### GOAL:
Please revise the lines below by changing each "bounding box" to "bounding rectangle" and keeping everything else the same. Leave the pictures out of your answer.

### SUPPLIED ENTRIES:
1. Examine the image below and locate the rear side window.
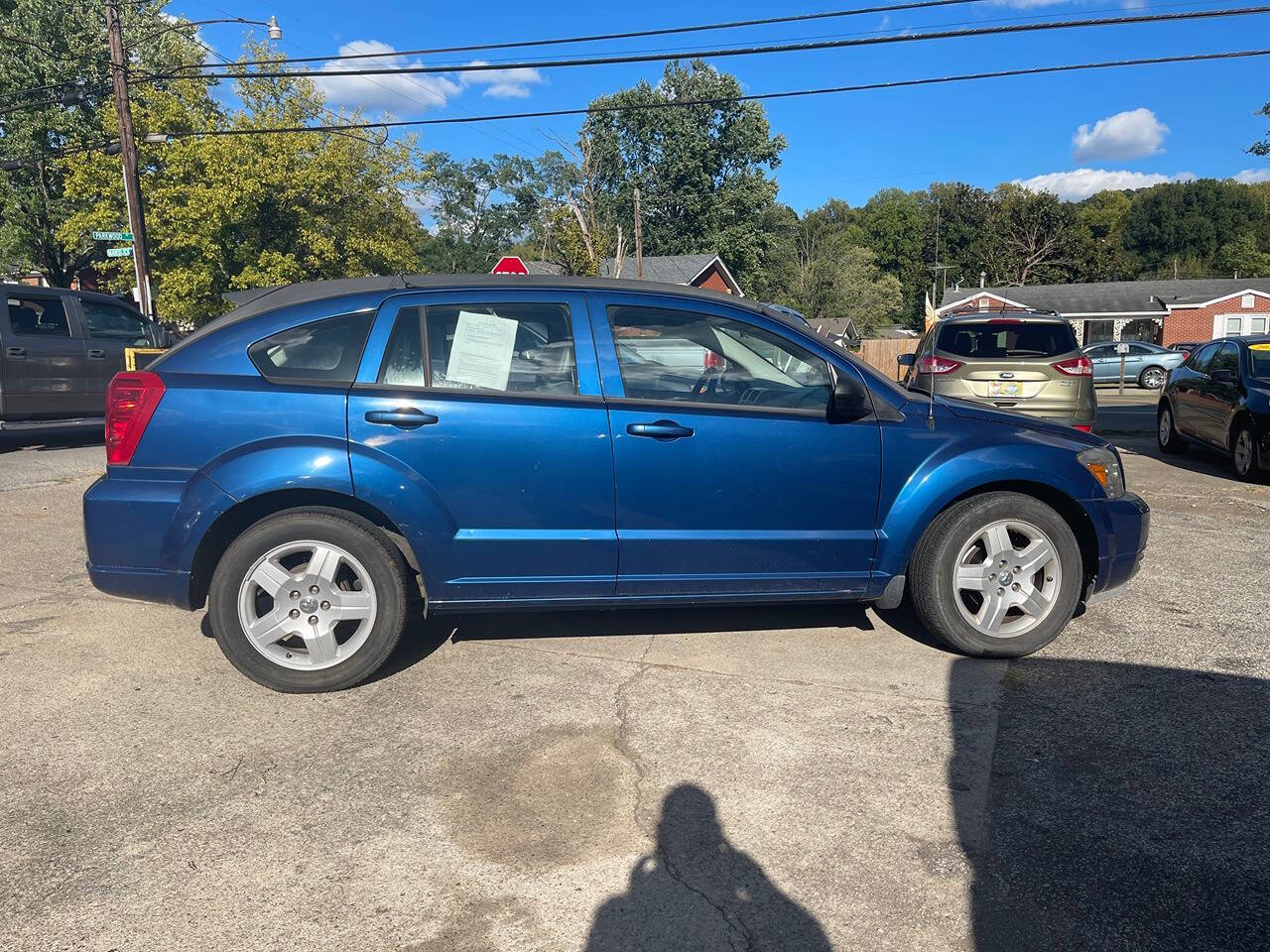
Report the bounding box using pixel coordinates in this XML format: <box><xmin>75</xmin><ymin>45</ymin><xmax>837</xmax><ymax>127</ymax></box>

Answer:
<box><xmin>935</xmin><ymin>321</ymin><xmax>1076</xmax><ymax>359</ymax></box>
<box><xmin>248</xmin><ymin>311</ymin><xmax>375</xmax><ymax>384</ymax></box>
<box><xmin>9</xmin><ymin>298</ymin><xmax>71</xmax><ymax>337</ymax></box>
<box><xmin>380</xmin><ymin>302</ymin><xmax>577</xmax><ymax>396</ymax></box>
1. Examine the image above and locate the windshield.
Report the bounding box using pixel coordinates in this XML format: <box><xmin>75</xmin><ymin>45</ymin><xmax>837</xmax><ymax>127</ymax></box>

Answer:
<box><xmin>935</xmin><ymin>318</ymin><xmax>1076</xmax><ymax>359</ymax></box>
<box><xmin>1248</xmin><ymin>343</ymin><xmax>1270</xmax><ymax>380</ymax></box>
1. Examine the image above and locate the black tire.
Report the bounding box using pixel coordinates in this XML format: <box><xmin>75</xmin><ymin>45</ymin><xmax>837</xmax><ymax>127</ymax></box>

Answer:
<box><xmin>908</xmin><ymin>493</ymin><xmax>1084</xmax><ymax>657</ymax></box>
<box><xmin>1138</xmin><ymin>366</ymin><xmax>1169</xmax><ymax>390</ymax></box>
<box><xmin>207</xmin><ymin>509</ymin><xmax>409</xmax><ymax>694</ymax></box>
<box><xmin>1230</xmin><ymin>420</ymin><xmax>1261</xmax><ymax>482</ymax></box>
<box><xmin>1156</xmin><ymin>401</ymin><xmax>1187</xmax><ymax>456</ymax></box>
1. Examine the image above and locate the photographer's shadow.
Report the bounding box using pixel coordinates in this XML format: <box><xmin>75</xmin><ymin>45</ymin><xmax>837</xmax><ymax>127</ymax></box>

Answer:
<box><xmin>585</xmin><ymin>784</ymin><xmax>829</xmax><ymax>952</ymax></box>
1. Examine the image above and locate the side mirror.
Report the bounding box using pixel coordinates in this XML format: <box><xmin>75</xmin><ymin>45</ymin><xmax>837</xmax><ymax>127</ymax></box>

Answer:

### RESULT BELOW:
1. Examine the image below and locate the rear side window.
Report the bounding rectangle using pixel coordinates in this XML format: <box><xmin>75</xmin><ymin>45</ymin><xmax>837</xmax><ymax>127</ymax></box>

Answer:
<box><xmin>935</xmin><ymin>321</ymin><xmax>1076</xmax><ymax>359</ymax></box>
<box><xmin>248</xmin><ymin>311</ymin><xmax>375</xmax><ymax>384</ymax></box>
<box><xmin>9</xmin><ymin>298</ymin><xmax>71</xmax><ymax>337</ymax></box>
<box><xmin>380</xmin><ymin>302</ymin><xmax>577</xmax><ymax>396</ymax></box>
1. Examine the image above and locate the windshield.
Report the bounding rectangle using pixel coordinates in this XML format: <box><xmin>75</xmin><ymin>45</ymin><xmax>837</xmax><ymax>127</ymax></box>

Answer:
<box><xmin>935</xmin><ymin>318</ymin><xmax>1076</xmax><ymax>359</ymax></box>
<box><xmin>1248</xmin><ymin>343</ymin><xmax>1270</xmax><ymax>380</ymax></box>
1. Examine the image above and locate the black tire.
Report the bounding rectangle using pixel coordinates in this XML format: <box><xmin>75</xmin><ymin>45</ymin><xmax>837</xmax><ymax>127</ymax></box>

Answer:
<box><xmin>908</xmin><ymin>493</ymin><xmax>1084</xmax><ymax>657</ymax></box>
<box><xmin>1138</xmin><ymin>366</ymin><xmax>1169</xmax><ymax>390</ymax></box>
<box><xmin>207</xmin><ymin>509</ymin><xmax>409</xmax><ymax>694</ymax></box>
<box><xmin>1230</xmin><ymin>420</ymin><xmax>1261</xmax><ymax>482</ymax></box>
<box><xmin>1156</xmin><ymin>401</ymin><xmax>1187</xmax><ymax>456</ymax></box>
1. Examine the image above and locate the photographer's shadow.
Report the bounding rectangle using pixel coordinates in this XML format: <box><xmin>75</xmin><ymin>45</ymin><xmax>837</xmax><ymax>127</ymax></box>

Answer:
<box><xmin>585</xmin><ymin>784</ymin><xmax>829</xmax><ymax>952</ymax></box>
1. Examine the image above and locate the side mirror.
Report the bounding rectangle using pixel coordinates in this XML format: <box><xmin>75</xmin><ymin>45</ymin><xmax>837</xmax><ymax>127</ymax></box>

Answer:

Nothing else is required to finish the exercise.